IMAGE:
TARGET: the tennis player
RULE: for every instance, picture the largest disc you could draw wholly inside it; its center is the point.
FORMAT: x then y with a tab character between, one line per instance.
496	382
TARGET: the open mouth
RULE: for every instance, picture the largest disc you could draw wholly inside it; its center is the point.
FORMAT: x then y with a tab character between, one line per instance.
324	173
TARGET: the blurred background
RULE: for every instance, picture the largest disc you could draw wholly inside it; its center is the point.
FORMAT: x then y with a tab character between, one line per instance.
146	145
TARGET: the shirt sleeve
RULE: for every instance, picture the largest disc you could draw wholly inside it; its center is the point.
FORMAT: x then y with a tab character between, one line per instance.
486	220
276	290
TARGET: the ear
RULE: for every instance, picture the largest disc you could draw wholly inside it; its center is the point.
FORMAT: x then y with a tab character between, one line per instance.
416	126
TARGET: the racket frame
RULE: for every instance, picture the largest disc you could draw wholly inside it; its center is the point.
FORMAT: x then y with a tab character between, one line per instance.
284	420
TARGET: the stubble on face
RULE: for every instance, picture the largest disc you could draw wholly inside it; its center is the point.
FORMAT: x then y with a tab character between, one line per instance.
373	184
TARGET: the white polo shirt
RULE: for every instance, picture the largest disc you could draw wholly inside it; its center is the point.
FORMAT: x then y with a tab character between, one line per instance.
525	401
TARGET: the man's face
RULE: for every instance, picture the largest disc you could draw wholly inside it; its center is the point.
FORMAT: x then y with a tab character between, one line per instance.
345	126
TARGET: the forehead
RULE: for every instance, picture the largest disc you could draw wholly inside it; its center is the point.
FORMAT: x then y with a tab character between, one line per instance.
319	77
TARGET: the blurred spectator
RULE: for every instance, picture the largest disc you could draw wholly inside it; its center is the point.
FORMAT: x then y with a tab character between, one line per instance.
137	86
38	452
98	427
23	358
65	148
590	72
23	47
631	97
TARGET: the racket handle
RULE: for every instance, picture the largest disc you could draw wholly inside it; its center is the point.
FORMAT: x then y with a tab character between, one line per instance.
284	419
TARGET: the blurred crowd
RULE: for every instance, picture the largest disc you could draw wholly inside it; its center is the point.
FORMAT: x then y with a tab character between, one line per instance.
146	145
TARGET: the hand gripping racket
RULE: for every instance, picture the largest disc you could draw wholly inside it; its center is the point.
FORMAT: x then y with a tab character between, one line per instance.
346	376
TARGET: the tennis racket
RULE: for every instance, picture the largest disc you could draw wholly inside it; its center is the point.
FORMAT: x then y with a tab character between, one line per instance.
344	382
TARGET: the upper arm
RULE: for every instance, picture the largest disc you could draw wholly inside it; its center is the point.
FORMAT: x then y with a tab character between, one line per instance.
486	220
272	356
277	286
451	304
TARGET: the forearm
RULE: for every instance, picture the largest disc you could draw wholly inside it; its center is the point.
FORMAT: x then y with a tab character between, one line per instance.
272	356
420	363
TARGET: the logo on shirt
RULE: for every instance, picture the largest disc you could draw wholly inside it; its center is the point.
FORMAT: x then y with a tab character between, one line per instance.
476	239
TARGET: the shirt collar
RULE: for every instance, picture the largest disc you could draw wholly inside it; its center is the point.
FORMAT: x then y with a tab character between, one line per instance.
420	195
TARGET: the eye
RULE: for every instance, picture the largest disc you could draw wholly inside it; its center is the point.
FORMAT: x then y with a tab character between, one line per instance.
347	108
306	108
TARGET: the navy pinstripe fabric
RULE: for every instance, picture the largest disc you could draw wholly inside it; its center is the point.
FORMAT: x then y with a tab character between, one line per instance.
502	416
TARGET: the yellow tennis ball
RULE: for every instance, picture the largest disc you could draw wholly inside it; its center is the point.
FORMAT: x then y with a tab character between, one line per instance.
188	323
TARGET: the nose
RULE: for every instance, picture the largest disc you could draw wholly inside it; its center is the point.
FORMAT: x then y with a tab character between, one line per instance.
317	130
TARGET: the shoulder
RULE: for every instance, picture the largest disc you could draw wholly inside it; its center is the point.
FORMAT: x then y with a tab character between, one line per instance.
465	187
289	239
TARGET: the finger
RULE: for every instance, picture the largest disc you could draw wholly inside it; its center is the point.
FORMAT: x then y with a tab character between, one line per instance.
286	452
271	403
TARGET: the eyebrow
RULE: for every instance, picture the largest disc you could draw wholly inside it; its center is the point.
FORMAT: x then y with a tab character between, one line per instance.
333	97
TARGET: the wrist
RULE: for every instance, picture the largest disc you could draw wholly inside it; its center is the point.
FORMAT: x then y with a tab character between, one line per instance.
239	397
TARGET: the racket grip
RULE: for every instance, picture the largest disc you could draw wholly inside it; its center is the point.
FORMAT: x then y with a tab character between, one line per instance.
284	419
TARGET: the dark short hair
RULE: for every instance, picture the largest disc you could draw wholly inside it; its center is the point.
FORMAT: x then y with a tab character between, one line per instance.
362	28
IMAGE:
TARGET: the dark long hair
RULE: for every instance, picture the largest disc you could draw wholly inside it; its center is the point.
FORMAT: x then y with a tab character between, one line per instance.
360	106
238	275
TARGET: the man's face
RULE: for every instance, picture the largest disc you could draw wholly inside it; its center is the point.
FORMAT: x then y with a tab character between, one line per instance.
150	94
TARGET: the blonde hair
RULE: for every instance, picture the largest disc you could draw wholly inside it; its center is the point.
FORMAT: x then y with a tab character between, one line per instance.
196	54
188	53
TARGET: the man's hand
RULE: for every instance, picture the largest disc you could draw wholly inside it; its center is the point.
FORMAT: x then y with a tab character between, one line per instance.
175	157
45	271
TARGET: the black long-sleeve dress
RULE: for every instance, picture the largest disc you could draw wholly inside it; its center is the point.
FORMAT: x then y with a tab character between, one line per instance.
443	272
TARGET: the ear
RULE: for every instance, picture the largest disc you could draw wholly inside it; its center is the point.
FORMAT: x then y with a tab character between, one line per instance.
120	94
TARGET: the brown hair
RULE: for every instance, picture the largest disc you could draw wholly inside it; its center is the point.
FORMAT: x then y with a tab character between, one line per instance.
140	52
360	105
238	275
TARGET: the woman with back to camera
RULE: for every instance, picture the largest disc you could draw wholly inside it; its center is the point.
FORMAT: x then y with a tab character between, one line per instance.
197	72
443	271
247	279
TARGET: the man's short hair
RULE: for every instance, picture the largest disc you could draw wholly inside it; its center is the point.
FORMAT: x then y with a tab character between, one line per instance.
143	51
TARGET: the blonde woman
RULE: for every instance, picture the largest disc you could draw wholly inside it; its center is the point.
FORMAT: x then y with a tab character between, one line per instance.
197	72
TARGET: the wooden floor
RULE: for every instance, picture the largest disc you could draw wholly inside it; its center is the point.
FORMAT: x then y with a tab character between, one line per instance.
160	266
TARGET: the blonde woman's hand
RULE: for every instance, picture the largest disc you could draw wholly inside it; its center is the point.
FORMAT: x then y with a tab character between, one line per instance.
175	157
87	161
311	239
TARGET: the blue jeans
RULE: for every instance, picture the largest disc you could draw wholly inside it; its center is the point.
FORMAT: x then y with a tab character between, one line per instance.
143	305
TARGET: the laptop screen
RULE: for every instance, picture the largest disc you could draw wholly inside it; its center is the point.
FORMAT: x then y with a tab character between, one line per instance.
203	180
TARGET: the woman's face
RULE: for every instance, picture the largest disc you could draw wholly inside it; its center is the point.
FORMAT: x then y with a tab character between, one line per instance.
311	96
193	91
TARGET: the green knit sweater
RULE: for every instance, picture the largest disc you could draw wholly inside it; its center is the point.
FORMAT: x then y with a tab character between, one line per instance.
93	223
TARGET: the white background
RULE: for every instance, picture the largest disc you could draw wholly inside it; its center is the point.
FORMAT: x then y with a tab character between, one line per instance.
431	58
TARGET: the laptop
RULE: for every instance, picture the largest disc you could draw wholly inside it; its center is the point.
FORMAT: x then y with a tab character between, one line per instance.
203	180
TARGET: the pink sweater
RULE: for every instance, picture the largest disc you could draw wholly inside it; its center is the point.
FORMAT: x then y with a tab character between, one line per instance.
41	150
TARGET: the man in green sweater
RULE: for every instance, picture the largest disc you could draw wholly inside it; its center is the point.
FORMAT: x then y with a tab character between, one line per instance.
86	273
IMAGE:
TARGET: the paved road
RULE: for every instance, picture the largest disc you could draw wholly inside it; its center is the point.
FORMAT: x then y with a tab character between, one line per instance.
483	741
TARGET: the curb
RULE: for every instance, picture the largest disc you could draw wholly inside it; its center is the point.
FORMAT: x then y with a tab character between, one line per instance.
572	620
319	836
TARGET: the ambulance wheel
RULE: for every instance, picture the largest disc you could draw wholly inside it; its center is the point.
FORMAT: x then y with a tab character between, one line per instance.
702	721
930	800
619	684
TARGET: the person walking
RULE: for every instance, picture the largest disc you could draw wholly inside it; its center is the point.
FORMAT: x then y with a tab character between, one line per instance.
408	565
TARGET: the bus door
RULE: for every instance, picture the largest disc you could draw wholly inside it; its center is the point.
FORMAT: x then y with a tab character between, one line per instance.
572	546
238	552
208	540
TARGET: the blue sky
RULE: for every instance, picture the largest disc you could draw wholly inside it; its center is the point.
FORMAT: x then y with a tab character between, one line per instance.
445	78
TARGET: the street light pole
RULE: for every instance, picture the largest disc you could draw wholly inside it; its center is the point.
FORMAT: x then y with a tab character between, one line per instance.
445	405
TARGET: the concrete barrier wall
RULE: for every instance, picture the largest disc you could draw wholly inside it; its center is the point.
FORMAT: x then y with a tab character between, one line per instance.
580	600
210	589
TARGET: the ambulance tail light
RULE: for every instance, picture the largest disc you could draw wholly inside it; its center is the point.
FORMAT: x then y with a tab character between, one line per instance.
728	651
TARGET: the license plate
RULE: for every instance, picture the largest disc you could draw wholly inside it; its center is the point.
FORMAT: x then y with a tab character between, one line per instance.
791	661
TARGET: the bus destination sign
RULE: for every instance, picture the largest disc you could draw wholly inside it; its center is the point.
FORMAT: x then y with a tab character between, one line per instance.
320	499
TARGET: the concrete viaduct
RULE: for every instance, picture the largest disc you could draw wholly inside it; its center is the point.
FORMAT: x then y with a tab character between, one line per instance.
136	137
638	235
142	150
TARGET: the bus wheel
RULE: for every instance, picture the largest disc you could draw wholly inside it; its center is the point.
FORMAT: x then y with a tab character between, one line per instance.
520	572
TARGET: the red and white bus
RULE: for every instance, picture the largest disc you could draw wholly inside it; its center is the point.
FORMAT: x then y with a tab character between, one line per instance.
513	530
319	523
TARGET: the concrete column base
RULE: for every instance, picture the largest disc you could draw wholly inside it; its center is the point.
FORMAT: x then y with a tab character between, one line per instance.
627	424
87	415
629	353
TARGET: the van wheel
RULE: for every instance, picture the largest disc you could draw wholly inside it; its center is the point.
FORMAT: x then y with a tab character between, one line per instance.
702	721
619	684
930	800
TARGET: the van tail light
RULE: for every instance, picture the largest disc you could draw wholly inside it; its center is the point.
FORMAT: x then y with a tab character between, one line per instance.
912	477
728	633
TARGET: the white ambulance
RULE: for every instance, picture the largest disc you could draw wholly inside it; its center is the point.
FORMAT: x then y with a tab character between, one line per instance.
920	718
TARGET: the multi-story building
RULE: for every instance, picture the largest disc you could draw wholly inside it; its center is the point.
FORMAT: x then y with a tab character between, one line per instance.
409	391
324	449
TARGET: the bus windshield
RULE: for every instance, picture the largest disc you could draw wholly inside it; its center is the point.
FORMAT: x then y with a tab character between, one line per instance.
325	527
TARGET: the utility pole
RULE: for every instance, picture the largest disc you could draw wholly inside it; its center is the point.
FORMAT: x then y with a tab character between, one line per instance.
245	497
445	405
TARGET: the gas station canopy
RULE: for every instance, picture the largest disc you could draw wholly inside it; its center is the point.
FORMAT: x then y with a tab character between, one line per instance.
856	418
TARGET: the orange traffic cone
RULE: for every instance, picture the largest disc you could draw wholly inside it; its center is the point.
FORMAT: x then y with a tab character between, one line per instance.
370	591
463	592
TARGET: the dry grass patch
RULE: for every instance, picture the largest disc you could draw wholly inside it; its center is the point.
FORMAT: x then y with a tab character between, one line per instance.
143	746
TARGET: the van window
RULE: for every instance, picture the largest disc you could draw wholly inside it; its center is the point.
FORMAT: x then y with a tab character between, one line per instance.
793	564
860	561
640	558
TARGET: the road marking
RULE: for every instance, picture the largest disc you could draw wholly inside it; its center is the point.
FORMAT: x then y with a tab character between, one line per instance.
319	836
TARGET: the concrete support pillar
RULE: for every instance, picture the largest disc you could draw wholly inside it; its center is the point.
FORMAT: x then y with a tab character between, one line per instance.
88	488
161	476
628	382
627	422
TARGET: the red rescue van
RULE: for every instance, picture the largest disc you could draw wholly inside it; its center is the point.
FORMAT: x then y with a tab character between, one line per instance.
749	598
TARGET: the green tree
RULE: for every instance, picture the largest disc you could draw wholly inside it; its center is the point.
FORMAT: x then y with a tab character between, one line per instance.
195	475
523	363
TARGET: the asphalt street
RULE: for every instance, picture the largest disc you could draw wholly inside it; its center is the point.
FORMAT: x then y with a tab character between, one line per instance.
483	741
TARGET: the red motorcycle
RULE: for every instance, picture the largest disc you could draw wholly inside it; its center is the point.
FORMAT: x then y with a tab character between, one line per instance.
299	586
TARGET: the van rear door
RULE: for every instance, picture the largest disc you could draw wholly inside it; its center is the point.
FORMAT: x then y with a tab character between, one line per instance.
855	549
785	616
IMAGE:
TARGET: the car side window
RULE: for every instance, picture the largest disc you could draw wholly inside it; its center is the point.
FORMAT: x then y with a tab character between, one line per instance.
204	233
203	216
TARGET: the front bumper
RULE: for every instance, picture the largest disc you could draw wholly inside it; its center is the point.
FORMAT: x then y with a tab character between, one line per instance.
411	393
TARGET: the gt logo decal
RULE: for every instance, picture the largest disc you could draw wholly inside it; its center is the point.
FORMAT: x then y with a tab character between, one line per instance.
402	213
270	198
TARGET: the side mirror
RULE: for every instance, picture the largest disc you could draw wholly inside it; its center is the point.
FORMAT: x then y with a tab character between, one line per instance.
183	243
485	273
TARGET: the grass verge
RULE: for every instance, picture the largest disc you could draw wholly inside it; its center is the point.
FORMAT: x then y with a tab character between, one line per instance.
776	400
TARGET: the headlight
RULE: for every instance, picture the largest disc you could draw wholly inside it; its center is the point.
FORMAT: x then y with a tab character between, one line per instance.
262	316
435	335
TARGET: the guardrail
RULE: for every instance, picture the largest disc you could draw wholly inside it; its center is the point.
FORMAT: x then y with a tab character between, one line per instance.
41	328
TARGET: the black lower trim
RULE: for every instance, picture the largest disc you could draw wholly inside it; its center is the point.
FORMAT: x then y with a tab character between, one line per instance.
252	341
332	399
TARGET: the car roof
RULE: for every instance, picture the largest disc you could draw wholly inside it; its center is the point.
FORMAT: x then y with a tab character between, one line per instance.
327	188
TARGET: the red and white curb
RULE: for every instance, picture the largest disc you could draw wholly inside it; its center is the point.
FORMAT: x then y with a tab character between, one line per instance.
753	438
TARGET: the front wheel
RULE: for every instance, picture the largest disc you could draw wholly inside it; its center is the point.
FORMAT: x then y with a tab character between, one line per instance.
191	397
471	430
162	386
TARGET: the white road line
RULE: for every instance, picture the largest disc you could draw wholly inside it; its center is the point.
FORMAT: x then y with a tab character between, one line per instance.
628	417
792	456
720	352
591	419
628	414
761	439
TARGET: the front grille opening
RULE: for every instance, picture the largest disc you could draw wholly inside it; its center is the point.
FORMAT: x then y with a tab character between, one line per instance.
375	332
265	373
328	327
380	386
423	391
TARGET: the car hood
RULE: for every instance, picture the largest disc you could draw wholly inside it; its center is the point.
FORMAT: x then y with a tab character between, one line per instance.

━━━━━━━━━━

**WRITTEN EXERCISE**
What are the lines from the one with "TARGET: the red and white curb" through the last line of the records above? Quote them exactly and add nothing.

**SOLUTION FOR THIS TASK**
TARGET: the red and white curb
RULE: for every instance, picture the largest disc you could draw wholly inside it; its center is the point.
FORMAT: x then y with a tab character between, one line per instance.
753	438
TARGET: the front wheel
RULE: for every instance, picture the largest disc you could draw wholly inside it; its center is the point.
FORMAT: x then y with a tab character between, one line per instance.
191	397
471	430
162	386
TARGET: the white road line
RULE: for every instance, picture the largest disc you could draw wholly inside it; its center is the point.
FORMAT: x then y with a tab character between, one line per instance.
628	417
792	456
720	352
591	419
628	414
761	439
TARGET: the front grille opening
RULE: for every instance, picture the largest disc you could draw wholly inside it; its center is the point.
FORMAT: x then y with a tab character between, one line per instance.
375	332
265	373
328	327
380	386
423	391
TARGET: the car hood
RULE: for every instance, picture the largest disc you could draw wholly inside it; its center is the point.
FORMAT: x then y with a tab character between, one line per instance.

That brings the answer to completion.